# Stated goal
Copy out every line from the line containing "For the benchmark, pin each instance of the gravel" through the end of the data listing, requests included. Shift each answer point by adding 130 to both of its coordinates, and leave the sample coordinates in the requests unchanged.

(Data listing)

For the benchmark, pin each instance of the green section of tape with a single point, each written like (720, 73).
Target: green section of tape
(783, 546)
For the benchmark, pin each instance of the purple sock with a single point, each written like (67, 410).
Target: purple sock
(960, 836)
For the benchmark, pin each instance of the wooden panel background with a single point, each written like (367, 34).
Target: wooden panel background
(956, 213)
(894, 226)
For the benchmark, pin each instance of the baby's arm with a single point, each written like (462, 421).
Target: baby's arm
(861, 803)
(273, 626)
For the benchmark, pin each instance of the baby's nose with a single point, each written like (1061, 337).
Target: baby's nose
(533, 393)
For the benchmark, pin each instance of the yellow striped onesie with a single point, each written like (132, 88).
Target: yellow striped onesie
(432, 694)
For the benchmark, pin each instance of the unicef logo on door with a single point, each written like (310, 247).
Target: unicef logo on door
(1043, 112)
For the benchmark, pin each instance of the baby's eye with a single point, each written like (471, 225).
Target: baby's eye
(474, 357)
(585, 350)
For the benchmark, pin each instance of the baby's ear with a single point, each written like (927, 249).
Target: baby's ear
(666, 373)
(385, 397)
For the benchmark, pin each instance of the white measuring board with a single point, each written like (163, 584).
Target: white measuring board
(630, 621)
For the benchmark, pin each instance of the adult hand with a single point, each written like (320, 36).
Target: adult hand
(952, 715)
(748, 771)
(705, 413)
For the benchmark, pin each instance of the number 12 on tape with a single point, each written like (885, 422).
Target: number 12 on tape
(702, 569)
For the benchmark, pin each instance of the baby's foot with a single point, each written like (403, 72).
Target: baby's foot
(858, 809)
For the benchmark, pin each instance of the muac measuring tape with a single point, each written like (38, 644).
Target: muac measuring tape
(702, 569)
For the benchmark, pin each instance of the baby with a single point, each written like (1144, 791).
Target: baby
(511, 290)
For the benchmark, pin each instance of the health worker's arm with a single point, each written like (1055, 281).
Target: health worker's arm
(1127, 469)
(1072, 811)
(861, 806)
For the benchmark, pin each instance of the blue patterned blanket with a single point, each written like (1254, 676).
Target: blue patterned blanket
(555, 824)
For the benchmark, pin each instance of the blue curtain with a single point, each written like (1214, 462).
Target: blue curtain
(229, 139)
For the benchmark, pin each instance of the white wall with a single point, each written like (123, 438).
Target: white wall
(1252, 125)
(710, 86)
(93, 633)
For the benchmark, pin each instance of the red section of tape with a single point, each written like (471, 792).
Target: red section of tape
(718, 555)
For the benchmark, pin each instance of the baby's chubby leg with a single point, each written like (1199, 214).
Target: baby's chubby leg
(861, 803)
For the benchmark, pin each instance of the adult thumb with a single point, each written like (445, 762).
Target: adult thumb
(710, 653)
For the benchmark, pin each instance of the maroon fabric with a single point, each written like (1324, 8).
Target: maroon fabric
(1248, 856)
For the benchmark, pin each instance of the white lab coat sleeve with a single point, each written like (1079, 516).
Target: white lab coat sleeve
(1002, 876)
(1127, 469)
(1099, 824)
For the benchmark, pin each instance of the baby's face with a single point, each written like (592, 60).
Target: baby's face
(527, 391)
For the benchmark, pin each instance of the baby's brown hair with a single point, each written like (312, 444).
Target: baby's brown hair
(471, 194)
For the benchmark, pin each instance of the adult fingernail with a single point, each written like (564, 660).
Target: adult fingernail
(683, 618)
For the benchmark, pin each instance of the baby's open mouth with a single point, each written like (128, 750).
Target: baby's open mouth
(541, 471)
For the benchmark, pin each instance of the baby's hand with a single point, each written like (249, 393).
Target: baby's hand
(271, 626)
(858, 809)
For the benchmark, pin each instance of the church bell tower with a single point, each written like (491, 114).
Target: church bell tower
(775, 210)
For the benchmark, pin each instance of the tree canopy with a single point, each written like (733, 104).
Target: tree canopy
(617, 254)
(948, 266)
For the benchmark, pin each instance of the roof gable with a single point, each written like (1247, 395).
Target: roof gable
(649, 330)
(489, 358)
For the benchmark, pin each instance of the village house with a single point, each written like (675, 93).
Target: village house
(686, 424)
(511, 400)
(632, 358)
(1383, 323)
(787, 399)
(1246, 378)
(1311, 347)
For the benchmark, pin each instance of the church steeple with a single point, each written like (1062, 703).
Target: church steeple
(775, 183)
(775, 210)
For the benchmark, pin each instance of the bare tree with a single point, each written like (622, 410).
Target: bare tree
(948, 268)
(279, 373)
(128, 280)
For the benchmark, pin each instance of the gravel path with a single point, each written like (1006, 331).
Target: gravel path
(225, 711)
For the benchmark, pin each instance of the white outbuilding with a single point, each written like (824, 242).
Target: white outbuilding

# Response to the task
For the benchmark, pin each instance of the gravel path with a single point, each written like (1006, 331).
Target: gravel path
(355, 841)
For the benchmark, pin each instance of the white outbuilding with a single point, each written like (824, 242).
Target: white outbuilding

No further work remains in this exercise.